* _Natural-language object grounding data_:

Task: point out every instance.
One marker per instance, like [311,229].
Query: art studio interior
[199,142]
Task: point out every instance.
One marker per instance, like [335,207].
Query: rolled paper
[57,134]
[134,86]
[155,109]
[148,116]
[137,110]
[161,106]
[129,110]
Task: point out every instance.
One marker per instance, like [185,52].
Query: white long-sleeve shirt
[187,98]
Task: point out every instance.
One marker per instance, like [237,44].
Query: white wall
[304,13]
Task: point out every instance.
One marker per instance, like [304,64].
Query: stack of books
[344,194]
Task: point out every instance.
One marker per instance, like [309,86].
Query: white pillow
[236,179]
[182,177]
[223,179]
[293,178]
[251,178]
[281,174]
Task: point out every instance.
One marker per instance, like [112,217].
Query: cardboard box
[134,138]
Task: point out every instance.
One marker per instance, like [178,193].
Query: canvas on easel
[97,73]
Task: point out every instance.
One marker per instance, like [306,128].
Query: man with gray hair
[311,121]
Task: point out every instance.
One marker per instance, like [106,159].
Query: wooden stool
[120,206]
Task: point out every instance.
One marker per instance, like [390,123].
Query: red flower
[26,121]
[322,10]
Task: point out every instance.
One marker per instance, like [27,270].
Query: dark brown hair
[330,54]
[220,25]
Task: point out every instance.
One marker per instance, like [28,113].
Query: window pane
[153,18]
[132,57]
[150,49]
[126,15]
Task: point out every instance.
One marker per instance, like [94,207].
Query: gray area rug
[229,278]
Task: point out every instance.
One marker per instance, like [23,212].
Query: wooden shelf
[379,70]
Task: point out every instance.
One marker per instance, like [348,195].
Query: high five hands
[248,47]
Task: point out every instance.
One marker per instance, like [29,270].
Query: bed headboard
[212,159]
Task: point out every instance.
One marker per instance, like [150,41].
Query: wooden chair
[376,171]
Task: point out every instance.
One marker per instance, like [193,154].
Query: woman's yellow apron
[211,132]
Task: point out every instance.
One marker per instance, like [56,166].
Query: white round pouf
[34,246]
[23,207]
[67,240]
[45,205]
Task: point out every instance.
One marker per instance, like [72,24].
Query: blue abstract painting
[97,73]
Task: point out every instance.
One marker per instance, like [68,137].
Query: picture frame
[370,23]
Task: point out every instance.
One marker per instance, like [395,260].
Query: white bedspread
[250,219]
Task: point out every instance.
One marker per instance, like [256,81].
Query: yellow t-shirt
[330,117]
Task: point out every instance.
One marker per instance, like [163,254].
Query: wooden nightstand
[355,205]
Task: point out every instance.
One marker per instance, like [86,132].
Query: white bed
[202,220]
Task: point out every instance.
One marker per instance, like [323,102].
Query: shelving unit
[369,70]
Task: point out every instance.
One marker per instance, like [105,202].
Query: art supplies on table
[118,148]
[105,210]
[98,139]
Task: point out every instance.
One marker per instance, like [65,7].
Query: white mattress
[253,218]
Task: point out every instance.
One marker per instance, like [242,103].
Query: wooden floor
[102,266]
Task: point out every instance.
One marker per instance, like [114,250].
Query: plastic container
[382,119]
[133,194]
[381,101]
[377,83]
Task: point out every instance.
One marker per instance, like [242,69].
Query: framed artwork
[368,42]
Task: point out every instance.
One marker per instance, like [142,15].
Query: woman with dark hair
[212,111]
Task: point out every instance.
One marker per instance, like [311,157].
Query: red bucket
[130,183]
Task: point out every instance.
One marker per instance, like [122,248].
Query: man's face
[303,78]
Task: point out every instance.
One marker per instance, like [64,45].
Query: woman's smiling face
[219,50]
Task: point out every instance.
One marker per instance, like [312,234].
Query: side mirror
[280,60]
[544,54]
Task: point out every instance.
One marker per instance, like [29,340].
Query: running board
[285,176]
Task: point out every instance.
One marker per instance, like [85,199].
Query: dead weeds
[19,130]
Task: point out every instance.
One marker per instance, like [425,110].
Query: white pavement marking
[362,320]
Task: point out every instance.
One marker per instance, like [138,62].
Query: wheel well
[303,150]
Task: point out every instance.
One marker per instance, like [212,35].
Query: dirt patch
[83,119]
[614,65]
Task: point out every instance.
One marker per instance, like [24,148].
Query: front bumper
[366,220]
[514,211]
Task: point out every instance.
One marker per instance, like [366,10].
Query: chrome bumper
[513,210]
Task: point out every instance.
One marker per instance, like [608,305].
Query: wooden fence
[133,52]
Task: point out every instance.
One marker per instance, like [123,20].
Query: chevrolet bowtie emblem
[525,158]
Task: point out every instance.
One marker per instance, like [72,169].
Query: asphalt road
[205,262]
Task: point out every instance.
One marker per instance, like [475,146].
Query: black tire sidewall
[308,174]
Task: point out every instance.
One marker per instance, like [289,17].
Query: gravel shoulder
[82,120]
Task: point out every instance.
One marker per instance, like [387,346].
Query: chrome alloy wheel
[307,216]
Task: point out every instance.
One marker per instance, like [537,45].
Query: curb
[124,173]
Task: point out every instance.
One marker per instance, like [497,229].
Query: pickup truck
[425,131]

* _Task directions_:
Make a verbatim copy of each record.

* _Finished exercise_:
Task: point out every instance.
One marker per instance, like [311,229].
Query: art studio interior
[199,142]
Task: point out every instance.
One marker per instance, like [335,207].
Query: rolled paper
[57,134]
[134,86]
[155,109]
[148,116]
[137,110]
[161,106]
[129,110]
Task: point out every instance.
One marker per instance, like [185,52].
Query: white long-sleeve shirt
[187,98]
Task: point out every instance.
One marker per instance, like [237,44].
Query: white wall
[304,13]
Task: point out every instance.
One marker per instance, like [304,64].
Query: stack of books
[344,194]
Task: point out every instance.
One marker per instance, like [309,86].
Query: white pillow
[236,179]
[182,177]
[223,179]
[293,178]
[251,178]
[281,174]
Task: point out every instance.
One marker per instance, like [112,217].
Query: cardboard box
[134,138]
Task: point out every instance.
One marker per instance, like [178,193].
Query: canvas on easel
[97,73]
Task: point out every instance.
One marker per instance, like [306,128].
Query: man with gray hair
[311,121]
Task: point out every instance.
One marker per instance, like [106,159].
Query: wooden stool
[120,206]
Task: point out every instance.
One marker per instance, like [390,123].
Query: red flower
[26,121]
[322,10]
Task: point out every instance.
One marker per instance, like [27,270].
Query: dark brown hair
[330,54]
[220,25]
Task: point out every instance.
One marker per instance, like [28,113].
Query: window pane
[153,18]
[132,57]
[150,49]
[126,15]
Task: point out every instance.
One marker per instance, like [94,207].
Query: gray area rug
[229,278]
Task: point out every instance.
One marker per instance, like [23,212].
Query: wooden shelf
[379,70]
Task: point out every instance.
One marker per instance, like [348,195].
Query: high five hands
[248,47]
Task: point out every instance.
One marker per instance, like [29,270].
Query: bed headboard
[212,159]
Task: point out every instance.
One marker per instance, like [150,41].
Query: wooden chair
[376,171]
Task: point out every instance.
One marker per instance, like [193,154].
Query: woman's yellow apron
[211,132]
Task: point out every instance.
One marker per instance, like [56,166].
Query: white round pouf
[34,246]
[23,207]
[67,240]
[45,205]
Task: point out every instance.
One marker per instance, like [72,24].
Query: blue abstract painting
[97,73]
Task: point out every instance.
One marker per instance, like [68,137].
Query: picture frame
[370,23]
Task: point out every instance.
One marker per instance, like [395,260].
Query: white bedspread
[250,219]
Task: point out every instance.
One marker per instance, like [256,81].
Query: yellow t-shirt
[330,117]
Task: point out every instance.
One marker per instance, like [163,254].
Query: wooden nightstand
[355,205]
Task: point out every instance.
One marker per instance, like [86,132].
Query: white bed
[202,220]
Task: point out every instance.
One marker per instance, like [323,102].
Query: shelving unit
[369,70]
Task: point out every instance.
One marker per instance, like [105,202].
Query: art supplies on table
[118,148]
[105,210]
[98,139]
Task: point out every instance.
One marker per instance, like [65,7].
Query: white mattress
[253,218]
Task: point out every instance.
One marker per instance, like [242,103].
Query: wooden floor
[102,266]
Task: point out every instance.
One marker per instance, like [114,250].
Query: plastic container
[382,119]
[133,194]
[381,101]
[377,83]
Task: point out every instance.
One marker per instance, like [242,69].
Query: framed artwork
[368,42]
Task: point out every instance.
One marker per instance, like [142,15].
Query: woman with dark hair
[212,111]
Task: point out every instance.
One marker per instance, like [311,157].
Query: red bucket
[130,183]
Task: point out every instance.
One marker per instance, like [122,248].
Query: man's face
[303,78]
Task: point out every instance.
One marker per instance, like [64,45].
Query: woman's smiling face
[219,50]
Task: point out every instance.
One marker per instance, like [312,234].
Query: side mirror
[280,60]
[544,54]
Task: point out every instance.
One marker per instance, like [29,340].
Query: running board
[285,176]
Task: point out every instance.
One marker per instance, like [85,199].
Query: dead weeds
[19,130]
Task: point out every instance.
One marker per instance, like [425,110].
Query: white pavement marking
[362,320]
Task: point out every instance.
One marker per instance, like [138,62].
Query: wheel well
[303,150]
Task: point out every instance.
One marker per instance, like [212,35].
Query: dirt patch
[83,119]
[614,65]
Task: point out every instance.
One marker per instance, like [24,148].
Query: front bumper
[366,220]
[514,211]
Task: point out every instance.
One marker per instance, like [366,10].
Query: chrome bumper
[513,210]
Task: point out every instance.
One marker per instance, like [608,305].
Query: wooden fence
[133,52]
Task: point out every instance.
One marker per instance, like [123,20].
Query: chevrolet bowtie emblem
[525,158]
Task: point out every instance.
One marker per instance, like [72,169].
Query: asphalt road
[205,262]
Task: point out every instance.
One marker per instance, like [475,146].
Query: black tire sidewall
[308,174]
Task: point out every instance.
One marker per instance, like [289,17].
Query: gravel shoulder
[82,120]
Task: point out every instance.
One marker per instance, like [387,346].
Query: chrome alloy wheel
[307,216]
Task: point out every instance.
One marker per instance, like [537,45].
Query: curb
[124,173]
Task: point out every instance.
One marker per instance, like [497,229].
Query: pickup truck
[425,131]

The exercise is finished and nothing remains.